___ Documenttekst

28 JUNI 2018. - Besluit van de Brusselse Hoofdstedelijke Regering tot wijziging van het koninklijk besluit van 23 december 1994 tot vaststelling van de erkenningsvoorwaarden en de regeling van de administratieve controle van de instellingen belast met de controle van de in het verkeer gebrachte voertuigen

De Brusselse Hoofdstedelijke Regering,

Gelet op de wet betreffende de technische eisen waaraan elk voertuig voor vervoer te land, de onderdelen ervan, evenals het veiligheidstoebehoren moeten voldoen en met name zijn artikel 1, § 1, tweede lid, en artikel 2, § 2, gewijzigd bij wet van 18 juli 1990;

Gelet op het koninklijk besluit van 23 december 1994 tot vaststelling van de erkenningsvoorwaarden en de regeling van de administratieve controle van de instellingen belast met de controle van de in het verkeer gebrachte voertuigen;

Gelet op de gendertest zoals bedoeld in artikel 3, 2° van de ordonnantie van 29 maart 2012 houdende de integratie van de genderdimensie in de beleidslijnen van het Brussels Hoofdstedelijk Gewest, uitgevoerd 1 maart 2018;

Gelet op het advies van de Raadgevende commissie 'Administratie-Industrie', gegeven op 24 mei 2018;

Gelet op advies van de Raad van State, gegeven op 23 mei 2018 met toepassing van artikel 84, § 1, eerste lid, 2°, van de wetten op de Raad van State, gecoördineerd op 12 januari 1973;

Op voorstel van de Minister belast met Mobiliteit en Openbare Werken,

Na beraadslaging,

Besluit :

Artikel 1. Dit besluit voorziet in de gedeeltelijke omzetting van Richtlijn 2014/45/EU van het Europees Parlement en de Raad van 3 april 2014 betreffende de periodieke technische controle van motorvoertuigen en aanhangwagens en tot intrekking van Richtlijn 2009/40/EG.

______
___ Overzicht materiaal

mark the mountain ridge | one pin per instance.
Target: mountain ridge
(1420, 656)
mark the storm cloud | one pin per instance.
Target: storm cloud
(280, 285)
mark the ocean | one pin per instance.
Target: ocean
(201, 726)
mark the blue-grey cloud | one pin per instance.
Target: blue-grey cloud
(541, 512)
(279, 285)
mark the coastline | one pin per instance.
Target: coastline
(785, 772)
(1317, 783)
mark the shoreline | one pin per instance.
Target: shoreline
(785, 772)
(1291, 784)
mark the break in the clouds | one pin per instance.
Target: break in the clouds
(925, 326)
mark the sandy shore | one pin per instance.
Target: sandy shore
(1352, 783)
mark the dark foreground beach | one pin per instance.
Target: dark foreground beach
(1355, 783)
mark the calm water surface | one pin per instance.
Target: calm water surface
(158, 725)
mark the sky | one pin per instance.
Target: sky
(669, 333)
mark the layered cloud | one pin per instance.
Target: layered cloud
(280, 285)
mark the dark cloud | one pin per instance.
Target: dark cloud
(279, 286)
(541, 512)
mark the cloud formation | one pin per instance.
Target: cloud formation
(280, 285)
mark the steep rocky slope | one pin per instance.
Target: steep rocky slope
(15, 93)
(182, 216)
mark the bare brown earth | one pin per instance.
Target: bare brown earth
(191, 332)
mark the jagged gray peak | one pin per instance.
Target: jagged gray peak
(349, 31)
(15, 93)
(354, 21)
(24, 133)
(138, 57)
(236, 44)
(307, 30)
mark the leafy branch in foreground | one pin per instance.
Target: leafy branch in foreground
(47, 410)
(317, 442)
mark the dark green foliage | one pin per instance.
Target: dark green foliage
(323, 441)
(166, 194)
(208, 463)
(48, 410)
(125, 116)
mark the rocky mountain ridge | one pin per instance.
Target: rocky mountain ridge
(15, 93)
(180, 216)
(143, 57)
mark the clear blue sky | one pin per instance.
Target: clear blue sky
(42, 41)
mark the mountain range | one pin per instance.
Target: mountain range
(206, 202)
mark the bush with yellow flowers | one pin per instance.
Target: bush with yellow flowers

______

- **Te doen**
[a] Op welke datum gaf de Raad van State volgens het Brusselse besluit over voertuigcontrole zijn advies?
[b] Zet het Brusselse besluit over voertuigcontrole voort na het laatste getoonde artikel.
Het materiaal komt uit een andere bron dan het Brusselse besluit over voertuigcontrole.

- **Eindresultaten**
[a] Op 23 mei 2018.

[b]
Art. 2. Artikel 1 van het koninklijk besluit van 23 december 1994 tot vaststelling van de erkenningsvoorwaarden en de regeling van de administratieve controle van de instellingen belast met de controle van de in het verkeer gebrachte voertuigen wordt vervangen door wat volgt:

Voor de toepassing van dit besluit wordt verstaan onder :

- "Minister", de Brusselse minister die de verkeersreglementering onder zijn bevoegdheid heeft;

- "instelling", elke vennootschap aan wie door de Minister de controle van de in het verkeer gebrachte voertuigen werd toevertrouwd;

- "technische tijd", de theoretische gemiddelde tijd toegekend voor een bepaalde prestatie van technische keuring en door de minister of zijn gemachtigde gedefinieerd, overeenkomstig artikel 5 van het onderhavige besluit;

- "keuring op verplaatsing": de technische keuring, uitgevoerd voor voertuigen van categorieën N2, N3, M2, M3, 03 en 04, zoals gedefinieerd in artikel 1, § 1 van het koninklijk besluit van 15 maart 1968 houdende algemeen reglement op de technische eisen waaraan de auto's, hun aanhangwagens en hun veiligheidstoebehoren moeten voldoen in de lokalen van een onderneming waarmee een erkende controle-instelling een samenwerkingsovereenkomst heeft gesloten.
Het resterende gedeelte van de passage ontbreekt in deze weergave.